-- start of Data listing --

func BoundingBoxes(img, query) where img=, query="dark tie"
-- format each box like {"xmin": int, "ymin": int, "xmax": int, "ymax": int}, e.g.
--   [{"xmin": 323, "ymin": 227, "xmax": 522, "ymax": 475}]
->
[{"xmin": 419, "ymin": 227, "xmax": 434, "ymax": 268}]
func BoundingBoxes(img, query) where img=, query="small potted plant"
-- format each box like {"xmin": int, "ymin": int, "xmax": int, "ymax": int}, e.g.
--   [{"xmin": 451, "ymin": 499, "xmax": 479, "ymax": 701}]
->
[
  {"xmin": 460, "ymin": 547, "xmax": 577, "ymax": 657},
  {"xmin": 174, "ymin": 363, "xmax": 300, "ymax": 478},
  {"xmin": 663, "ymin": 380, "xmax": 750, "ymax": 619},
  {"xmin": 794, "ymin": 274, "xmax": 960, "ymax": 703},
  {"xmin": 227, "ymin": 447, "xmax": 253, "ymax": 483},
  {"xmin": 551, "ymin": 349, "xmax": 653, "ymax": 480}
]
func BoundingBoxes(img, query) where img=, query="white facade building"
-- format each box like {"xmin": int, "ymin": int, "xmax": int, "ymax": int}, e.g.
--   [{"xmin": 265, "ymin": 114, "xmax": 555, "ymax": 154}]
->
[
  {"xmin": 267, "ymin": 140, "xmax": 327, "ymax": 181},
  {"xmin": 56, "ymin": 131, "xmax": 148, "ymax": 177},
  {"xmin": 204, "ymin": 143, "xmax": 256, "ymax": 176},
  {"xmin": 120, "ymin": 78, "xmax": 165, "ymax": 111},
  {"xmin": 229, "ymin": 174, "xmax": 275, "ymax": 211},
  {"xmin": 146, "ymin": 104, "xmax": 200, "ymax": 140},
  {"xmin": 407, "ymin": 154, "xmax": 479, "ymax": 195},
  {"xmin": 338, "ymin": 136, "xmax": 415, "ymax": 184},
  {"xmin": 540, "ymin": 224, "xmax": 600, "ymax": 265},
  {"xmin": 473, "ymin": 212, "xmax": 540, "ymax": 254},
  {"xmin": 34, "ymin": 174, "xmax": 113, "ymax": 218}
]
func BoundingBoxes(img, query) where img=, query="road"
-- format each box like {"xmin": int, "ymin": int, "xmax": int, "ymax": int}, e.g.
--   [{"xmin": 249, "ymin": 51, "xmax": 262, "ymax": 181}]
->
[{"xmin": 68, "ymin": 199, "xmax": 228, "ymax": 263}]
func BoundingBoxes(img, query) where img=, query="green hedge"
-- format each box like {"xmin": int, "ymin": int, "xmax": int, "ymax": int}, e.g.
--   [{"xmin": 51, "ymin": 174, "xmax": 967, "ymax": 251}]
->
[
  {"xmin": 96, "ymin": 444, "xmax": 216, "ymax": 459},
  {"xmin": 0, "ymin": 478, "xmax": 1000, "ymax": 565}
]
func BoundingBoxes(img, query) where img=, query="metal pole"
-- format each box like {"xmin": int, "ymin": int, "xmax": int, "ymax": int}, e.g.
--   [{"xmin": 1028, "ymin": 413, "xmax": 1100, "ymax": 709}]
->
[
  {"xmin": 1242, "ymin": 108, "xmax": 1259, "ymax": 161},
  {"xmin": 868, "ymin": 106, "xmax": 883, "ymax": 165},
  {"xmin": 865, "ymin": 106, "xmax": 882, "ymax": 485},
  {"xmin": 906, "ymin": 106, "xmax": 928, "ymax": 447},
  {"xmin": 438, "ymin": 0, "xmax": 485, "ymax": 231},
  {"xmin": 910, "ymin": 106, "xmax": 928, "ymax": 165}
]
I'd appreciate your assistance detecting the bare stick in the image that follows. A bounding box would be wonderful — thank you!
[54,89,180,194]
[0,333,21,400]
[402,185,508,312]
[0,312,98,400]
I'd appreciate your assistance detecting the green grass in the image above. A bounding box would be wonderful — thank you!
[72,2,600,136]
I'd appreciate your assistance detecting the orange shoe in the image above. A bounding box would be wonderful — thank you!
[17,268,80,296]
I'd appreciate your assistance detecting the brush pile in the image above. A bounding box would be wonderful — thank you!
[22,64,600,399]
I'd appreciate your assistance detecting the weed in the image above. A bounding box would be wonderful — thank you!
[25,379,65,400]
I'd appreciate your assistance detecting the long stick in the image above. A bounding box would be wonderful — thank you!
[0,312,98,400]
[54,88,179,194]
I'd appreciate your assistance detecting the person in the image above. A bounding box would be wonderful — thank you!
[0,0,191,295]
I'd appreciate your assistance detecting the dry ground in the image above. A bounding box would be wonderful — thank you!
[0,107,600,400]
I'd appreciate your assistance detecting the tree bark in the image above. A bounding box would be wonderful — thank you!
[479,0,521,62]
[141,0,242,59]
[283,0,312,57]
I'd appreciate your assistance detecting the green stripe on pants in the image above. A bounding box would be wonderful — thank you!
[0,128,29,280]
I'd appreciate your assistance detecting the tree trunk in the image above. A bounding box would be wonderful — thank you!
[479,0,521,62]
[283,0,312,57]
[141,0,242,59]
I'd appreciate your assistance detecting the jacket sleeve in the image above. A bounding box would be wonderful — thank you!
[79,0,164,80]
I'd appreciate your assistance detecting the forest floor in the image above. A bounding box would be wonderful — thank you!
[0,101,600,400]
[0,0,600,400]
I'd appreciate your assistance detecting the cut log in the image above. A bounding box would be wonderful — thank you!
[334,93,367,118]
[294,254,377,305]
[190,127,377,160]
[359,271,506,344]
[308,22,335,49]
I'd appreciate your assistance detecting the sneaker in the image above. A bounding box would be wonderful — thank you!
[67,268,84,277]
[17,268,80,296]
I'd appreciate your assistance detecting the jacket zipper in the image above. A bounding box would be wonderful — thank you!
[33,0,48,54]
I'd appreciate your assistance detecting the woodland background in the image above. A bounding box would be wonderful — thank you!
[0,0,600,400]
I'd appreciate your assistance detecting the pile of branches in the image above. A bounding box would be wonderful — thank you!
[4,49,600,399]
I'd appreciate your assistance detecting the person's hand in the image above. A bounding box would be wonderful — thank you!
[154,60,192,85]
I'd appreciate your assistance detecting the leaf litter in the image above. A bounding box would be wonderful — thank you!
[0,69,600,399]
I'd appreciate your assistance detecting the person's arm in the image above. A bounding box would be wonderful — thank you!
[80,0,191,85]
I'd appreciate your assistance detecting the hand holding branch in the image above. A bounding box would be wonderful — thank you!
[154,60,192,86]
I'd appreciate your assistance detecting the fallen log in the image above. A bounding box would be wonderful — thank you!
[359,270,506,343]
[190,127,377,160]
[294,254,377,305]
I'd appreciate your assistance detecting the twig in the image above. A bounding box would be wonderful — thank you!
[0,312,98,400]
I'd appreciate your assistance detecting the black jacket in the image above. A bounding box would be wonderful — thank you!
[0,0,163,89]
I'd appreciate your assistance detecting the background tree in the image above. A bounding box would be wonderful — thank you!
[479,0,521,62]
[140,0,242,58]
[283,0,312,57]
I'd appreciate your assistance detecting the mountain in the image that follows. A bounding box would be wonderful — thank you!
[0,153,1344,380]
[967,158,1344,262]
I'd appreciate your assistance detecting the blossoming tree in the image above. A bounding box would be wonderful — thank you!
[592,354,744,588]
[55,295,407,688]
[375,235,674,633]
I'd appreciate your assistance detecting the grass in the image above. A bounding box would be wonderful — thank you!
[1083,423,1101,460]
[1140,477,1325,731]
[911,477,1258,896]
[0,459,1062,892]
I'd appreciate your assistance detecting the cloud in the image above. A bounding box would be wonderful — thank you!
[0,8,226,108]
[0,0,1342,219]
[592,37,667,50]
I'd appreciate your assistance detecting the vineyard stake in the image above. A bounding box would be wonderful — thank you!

-- end of Data listing --

• Description of the task:
Please update the lines above by changing every "would be wonderful" to "would help", keeping everything else the same.

• Written reply:
func BoundingBoxes(img, query) where img=, query="dark tie"
-- format each box like {"xmin": int, "ymin": int, "xmax": int, "ymax": int}, e.g.
--   [{"xmin": 323, "ymin": 227, "xmax": 522, "ymax": 475}]
->
[{"xmin": 419, "ymin": 227, "xmax": 434, "ymax": 268}]
func BoundingBoxes(img, query) where img=, query="small potted plant"
-- format each box like {"xmin": int, "ymin": int, "xmax": int, "ymax": int}, e.g.
--   [{"xmin": 451, "ymin": 499, "xmax": 479, "ymax": 701}]
->
[
  {"xmin": 460, "ymin": 547, "xmax": 577, "ymax": 657},
  {"xmin": 174, "ymin": 363, "xmax": 300, "ymax": 478},
  {"xmin": 663, "ymin": 380, "xmax": 750, "ymax": 619},
  {"xmin": 794, "ymin": 274, "xmax": 960, "ymax": 703},
  {"xmin": 227, "ymin": 447, "xmax": 253, "ymax": 483},
  {"xmin": 551, "ymin": 349, "xmax": 653, "ymax": 480}
]
func BoundingBoxes(img, query) where img=, query="white facade building"
-- format each box like {"xmin": int, "ymin": int, "xmax": int, "ymax": int}, e.g.
--   [{"xmin": 265, "ymin": 114, "xmax": 555, "ymax": 154}]
->
[
  {"xmin": 267, "ymin": 140, "xmax": 327, "ymax": 181},
  {"xmin": 56, "ymin": 131, "xmax": 148, "ymax": 177},
  {"xmin": 204, "ymin": 143, "xmax": 256, "ymax": 176},
  {"xmin": 120, "ymin": 78, "xmax": 165, "ymax": 111},
  {"xmin": 229, "ymin": 174, "xmax": 275, "ymax": 211},
  {"xmin": 146, "ymin": 104, "xmax": 200, "ymax": 140},
  {"xmin": 407, "ymin": 154, "xmax": 479, "ymax": 195},
  {"xmin": 338, "ymin": 136, "xmax": 415, "ymax": 184},
  {"xmin": 540, "ymin": 224, "xmax": 600, "ymax": 265},
  {"xmin": 473, "ymin": 212, "xmax": 540, "ymax": 254},
  {"xmin": 34, "ymin": 174, "xmax": 113, "ymax": 218}
]
func BoundingBoxes(img, query) where img=, query="road"
-- format each box like {"xmin": int, "ymin": int, "xmax": int, "ymax": int}, e.g.
--   [{"xmin": 249, "ymin": 51, "xmax": 262, "ymax": 181}]
->
[{"xmin": 68, "ymin": 199, "xmax": 228, "ymax": 263}]
func BoundingBoxes(img, query) where img=, query="green hedge"
-- format each box like {"xmin": int, "ymin": int, "xmax": int, "ymax": int}, e.g.
--   [{"xmin": 51, "ymin": 174, "xmax": 967, "ymax": 251}]
->
[
  {"xmin": 96, "ymin": 444, "xmax": 216, "ymax": 459},
  {"xmin": 0, "ymin": 478, "xmax": 1000, "ymax": 565}
]
func BoundingBoxes(img, query) where img=, query="metal pole"
-- format each box like {"xmin": int, "ymin": int, "xmax": int, "ymax": int}, e.g.
--   [{"xmin": 1028, "ymin": 413, "xmax": 1100, "ymax": 709}]
->
[
  {"xmin": 1242, "ymin": 108, "xmax": 1259, "ymax": 161},
  {"xmin": 868, "ymin": 106, "xmax": 883, "ymax": 165},
  {"xmin": 865, "ymin": 106, "xmax": 882, "ymax": 485},
  {"xmin": 906, "ymin": 106, "xmax": 928, "ymax": 447},
  {"xmin": 438, "ymin": 0, "xmax": 485, "ymax": 231},
  {"xmin": 910, "ymin": 106, "xmax": 928, "ymax": 165}
]
I'd appreciate your assistance detecting the bare stick in the image that follows. A bounding box would help — thank you!
[54,89,180,194]
[0,333,21,400]
[402,185,508,312]
[0,312,98,400]
I'd appreciate your assistance detecting the green grass in the image above. A bounding box would help — thank you!
[72,2,600,136]
I'd appreciate your assistance detecting the orange shoe in the image above. A bounding box would help — thank you!
[17,268,80,296]
I'd appreciate your assistance detecting the brush pile in the image above. A bounding box would help — thank you!
[22,64,600,399]
I'd appreciate your assistance detecting the weed in the image above. A bounding box would help — thank you!
[25,379,65,400]
I'd appreciate your assistance detecting the long stick in the image above. A bounding box would help — thank you!
[0,312,98,400]
[54,88,179,194]
I'd appreciate your assistance detecting the person in the image above. A bounding box would help — thank you!
[0,0,191,295]
I'd appreciate your assistance detecting the dry ground in the image above. A bounding box would help — thank you!
[0,107,600,400]
I'd appreciate your assistance detecting the tree bark in the image above. A bounding box would help — thank you!
[479,0,521,62]
[141,0,242,59]
[283,0,312,57]
I'd appreciate your assistance detecting the green stripe on pants in the image above. A bounding box would help — thank you!
[0,128,29,280]
I'd appreciate your assistance detecting the tree trunk in the image above. A bounding box would help — thank you!
[479,0,521,62]
[283,0,312,57]
[141,0,242,59]
I'd appreciate your assistance detecting the jacket sleeve in the image above. A bounding box would help — thank you!
[79,0,164,80]
I'd appreciate your assistance detecting the forest floor in the image above. A bounding box would help — thank you!
[0,101,600,400]
[0,0,600,400]
I'd appreciate your assistance detecting the cut log in the image above. A bounding box would help — thank you!
[334,93,367,118]
[294,254,377,305]
[190,127,377,160]
[359,271,506,344]
[308,22,335,49]
I'd appreciate your assistance detecting the sneaker in the image above. A bounding box would help — thank you!
[67,268,84,277]
[17,268,80,296]
I'd appreciate your assistance detecting the jacket zipper in the image above. A bounding box would help — thank you!
[33,0,48,54]
I'd appreciate your assistance detecting the woodland background in the image above. A bounding box would help — thank you!
[0,0,600,400]
I'd appreciate your assistance detecting the pile of branches in the image above. A bounding box would help — thank you!
[4,49,600,399]
I'd appreciate your assistance detecting the person's hand in the image above. A bounding box would help — thank you!
[154,60,192,85]
I'd appreciate your assistance detecting the leaf litter in the image above. A bounding box would help — thank you!
[0,69,600,399]
I'd appreciate your assistance detecting the person's arm in the image above. A bounding box would help — thank you!
[80,0,191,85]
I'd appreciate your assistance detecting the hand holding branch in the image above. A bounding box would help — thank you!
[154,60,192,86]
I'd appreciate your assistance detecting the fallen log in the image above. A bounding box would help — thank you!
[359,270,506,343]
[190,127,377,160]
[294,254,377,305]
I'd appreciate your assistance detecting the twig in the image above. A bounding box would help — thank you!
[0,312,98,400]
I'd appreciate your assistance detecting the black jacket in the image above. A bounding box would help — thank you!
[0,0,163,89]
I'd appreciate your assistance detecting the background tree in the image above. A bounding box would help — thank you!
[479,0,521,62]
[140,0,242,58]
[283,0,312,57]
I'd appreciate your assistance detecting the mountain in the image that follows. A bounding box would help — thank you!
[0,153,1344,380]
[967,158,1344,262]
I'd appreciate your assistance detecting the blossoming tree in the image above. A bounding box would help — thank you!
[592,354,744,588]
[55,295,407,688]
[375,235,674,633]
I'd appreciate your assistance detecting the grass in the image above. A bounding box would help — thank you!
[1083,423,1101,460]
[1140,477,1325,731]
[911,477,1258,896]
[0,459,1062,892]
I'd appreciate your assistance detecting the cloud in the image above. A bounding box would help — thank you!
[0,8,226,108]
[0,0,1342,219]
[592,37,667,50]
I'd appreciate your assistance detecting the vineyard stake in the image above. A bounding box would help — thank you!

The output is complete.